| TEXT EXCERPT |
The ritual moves a fake clock closer to midnight summoning hoarse cries of media anguish.

“Scientists: World Closer to Doomsday Than It’s Been Since the 1950s” is a typical media headline. “The Bulletin of the Atomic Scientists, the keepers of what is called the Doomsday Clock, took a look at the state of the world today and was expected to move the clock one minute closer to ‘midnight.’”

And it’s all Trump’s fault for not believing in Global Warming. No, seriously.

According to the official statement, “Board Marks 70th Anniversary of Iconic Clock By Expressing Concern About “Unsettling” and “Ill-Considered” Statements of President Trump on Nuclear Weapons and Climate Change.”

It was either that or go out for another round of Jagerbombs while actual nuclear scientists in Iran work to build bombs that will kill millions in Tel Aviv, New York or maybe even back in Chicago.

The heavily hyped announcement of the “Doomsday Clock” being the closest to midnight since 1953 (by no coincidence whatsoever the first year of Eisenhower’s term) bombed. Or maybe it was a dud.

The rollout was introduced by Rachel Bronson, the confused executive director of the Bulletin of the Atomic Scientists. Bronson has a degree is in political science and her social media feed is filled with childish anti-Trump rants. She is less of an “atomic scientist” than your Aunt Sally.

Rachel informed attendees that John Mecklin, the Bulletin’s editor in chief, was in the audience. “He is the one who pulled together and helped the board develop this statement that accompanied this important announcement.”

John Mecklin’s qualifications for warning that the world is about to end can be found in his past as editor of High Country and Key West. Key West is “a high-end, monthly city magazine devoted to documenting the rich, quirky stories of the Florida Keys.”

He is not an “atomic scientist”.

Three men sat at the table to the right of Rachel. There was the scowling mug of Thomas Pickering. Pickering is a Hillary pal who played a role in whitewashing her role in Benghazi, a former State Department hack with dubious business interests and Iran deal lobbyist with ties to Boeing.

Pickering is not an “atomic scientist”, but he played a role in helping terrorists go nuclear.

At the rickety table, Pickering lobbied for the Iran nuke sellout. The Bulletin had certainly come a long way from its anti-war roots to seating a Boeing man at the table to argue for Iran’s nukes.

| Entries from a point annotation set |

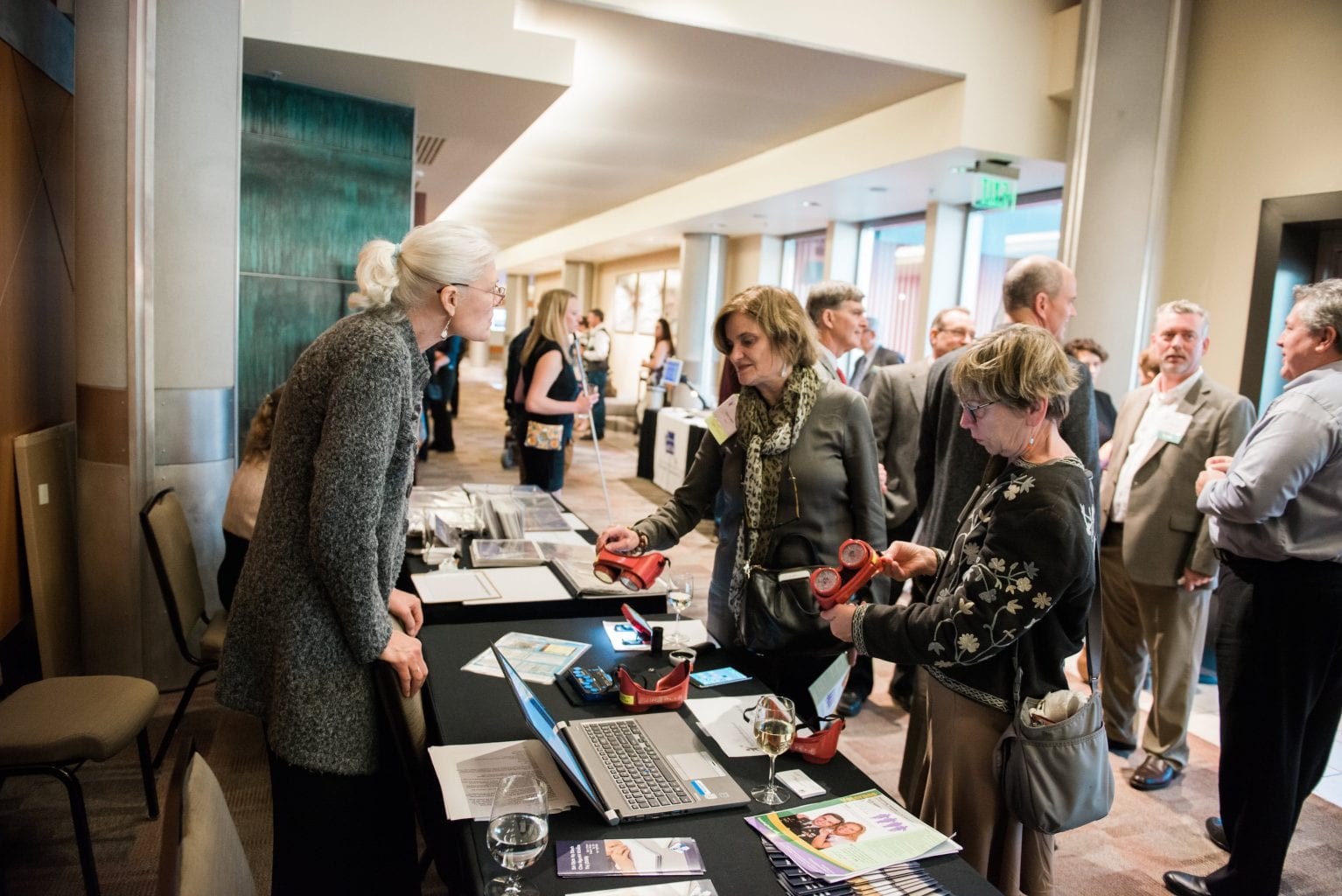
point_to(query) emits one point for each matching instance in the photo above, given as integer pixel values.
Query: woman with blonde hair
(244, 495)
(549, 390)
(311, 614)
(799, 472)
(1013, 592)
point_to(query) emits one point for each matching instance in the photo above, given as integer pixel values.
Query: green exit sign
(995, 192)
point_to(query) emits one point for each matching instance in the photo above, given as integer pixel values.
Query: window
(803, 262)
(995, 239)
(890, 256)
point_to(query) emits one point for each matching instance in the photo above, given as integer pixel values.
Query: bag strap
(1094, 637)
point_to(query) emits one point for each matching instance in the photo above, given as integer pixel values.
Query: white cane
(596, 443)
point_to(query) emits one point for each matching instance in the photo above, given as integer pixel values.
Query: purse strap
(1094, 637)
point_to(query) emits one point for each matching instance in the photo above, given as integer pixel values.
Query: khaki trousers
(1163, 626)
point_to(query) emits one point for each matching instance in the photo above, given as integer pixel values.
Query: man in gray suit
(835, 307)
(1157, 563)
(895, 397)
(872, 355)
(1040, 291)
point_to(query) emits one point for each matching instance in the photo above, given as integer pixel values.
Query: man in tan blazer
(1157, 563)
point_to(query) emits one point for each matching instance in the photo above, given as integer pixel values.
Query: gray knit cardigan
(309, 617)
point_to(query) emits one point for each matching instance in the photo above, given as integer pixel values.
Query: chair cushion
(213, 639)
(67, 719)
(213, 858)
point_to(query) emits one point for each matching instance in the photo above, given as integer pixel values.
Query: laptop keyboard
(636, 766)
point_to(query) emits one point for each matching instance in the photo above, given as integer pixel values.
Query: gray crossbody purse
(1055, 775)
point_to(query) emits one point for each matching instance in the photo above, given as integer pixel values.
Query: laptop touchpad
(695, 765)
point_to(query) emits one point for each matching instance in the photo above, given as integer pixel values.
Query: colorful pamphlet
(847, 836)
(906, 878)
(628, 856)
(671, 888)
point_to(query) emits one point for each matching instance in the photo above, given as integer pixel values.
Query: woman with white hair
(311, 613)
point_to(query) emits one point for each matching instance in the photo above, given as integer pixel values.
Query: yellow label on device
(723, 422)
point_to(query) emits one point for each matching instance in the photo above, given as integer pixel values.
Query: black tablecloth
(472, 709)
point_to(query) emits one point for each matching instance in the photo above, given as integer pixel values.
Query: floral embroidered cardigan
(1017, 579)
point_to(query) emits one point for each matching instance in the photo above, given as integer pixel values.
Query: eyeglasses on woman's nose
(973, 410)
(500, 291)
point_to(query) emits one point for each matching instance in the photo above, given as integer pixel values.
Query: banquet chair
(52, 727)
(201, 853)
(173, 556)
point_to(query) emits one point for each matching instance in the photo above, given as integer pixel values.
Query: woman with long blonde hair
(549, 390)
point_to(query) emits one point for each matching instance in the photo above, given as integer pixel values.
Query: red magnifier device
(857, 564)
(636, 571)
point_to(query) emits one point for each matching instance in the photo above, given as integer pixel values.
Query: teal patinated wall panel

| WORK TO COMPLETE |
a: Output as a numbered list everything in the records from the start down to the line containing "(1013, 592)", both ends included and blank lines left out. Leave the pictures out of the answer.
b: Write what comes next in the text about the Doomsday Clock announcement, starting after its final sentence.

| ANSWERS FOR THIS EXERCISE |
a:
1. point_to(query) emits one point for each matching instance in the photo above, given as integer pixel values.
2. Query: woman with blonde hair
3. (244, 495)
4. (549, 390)
5. (311, 614)
6. (799, 472)
7. (1013, 592)

b:
If the Bulletin of Atomic Scientists were anything other than a poor joke, it would be warning against Pickering. But it is a poor joke. Instead of worrying about Iran’s threats to nuke Israel, it instead flutters its pseudoscientific hands worrying that Iran’s deadly nukes will be threatened by Trump.

It was Pickering who “read” the time on the fake clock. Even though it was Pickering, not Trump, who was bringing mankind closer to nuclear war by enabling Iran’s deadly nuclear program.

But this isn’t surprising as the Bulletin of Atomic Scientists report denouncing Trump thanks the Ploughshares Fund for its support. The Ploughshares Fund spent a fortune pushing the Iran deal. The money was funneled covertly through various organizations. The MacArthur Foundation, which funds Ploughshares, is another Bulletin supporter. Ploughshares turned to Soros for the money.

It’s no wonder that Pickering was sitting at the table and that the Bulletin only had good things to say about the Iran deal. Or that the splashiest story on the Bulletin event came from NPR which had gotten in trouble for accepting Ploughshares cash to push the Iran nuke sellout.

The organizations are entwined in incestuous ways. Kennette Benedict was the former executive director and publisher of the Bulletin of Atomic Scientists and part of the Ploughshares leadership. She’s no “atomic scientist”, but she oversaw grantmaking at the MacArthur Foundation.

You don’t need an atomic scientist to know which way the radioactive nuclear cash fallout blows.

To the right of Pickering was David Titley. Unlike Bronson and Pickering, Titley is at least a scientist. Though his PhD is in meteorology and he became a laughingstock after he tried to link the Arab Spring to Global Warming. The closest thing to an “atomic scientist” at the table was Larry Krauss, author of The Physics of Star Trek, who had appeared in the documentary, “How William Shatner Changed the World.”

The shortage of anything resembling “atomic scientists” is an ongoing problem for the Bulletin of Atomic Scientists.

The Bulletin of Atomic Scientists’ governing board has a terrorist lawyer, a public relations expert, a quantitative psychologist and the former CEO of an energy company who is also a “published poet”.

It does not have a single “atomic scientist”. Or anything remotely resembling one.

Its Science and Security Board, which played a crucial role in the clock, has 4 physicists out of 15 members.

The co-chair, Lynn Eden, is a sociologist. There’s Suzet McKinney, an Illinois official with a degree in Public Health, Jennifer Sims, with a degree in Foreign Policy, Sharon Squassoni, with one in Public Management and Sivan Kartha who is a “co-Leader of SEI’s Gender and Social Equity Programme, and co-Director of the Climate Equity Reference Project.”

The bio for Kartha’s doctorate states that, “Plagued by sudden guilt arising from the undeniable cushiness of his life on an otherwise trying planet, Sivan determined to commit himself to the common good (… as he sees it), shifting to the field of ‘policy physics.’ Despite his utter lack of training, he hopes over the next few years to establish some credibility in the field, familiarizing himself with the problems and trying to figure out what exactly policy physics is.”

Kartha is one of a number of IPCC people on the Board.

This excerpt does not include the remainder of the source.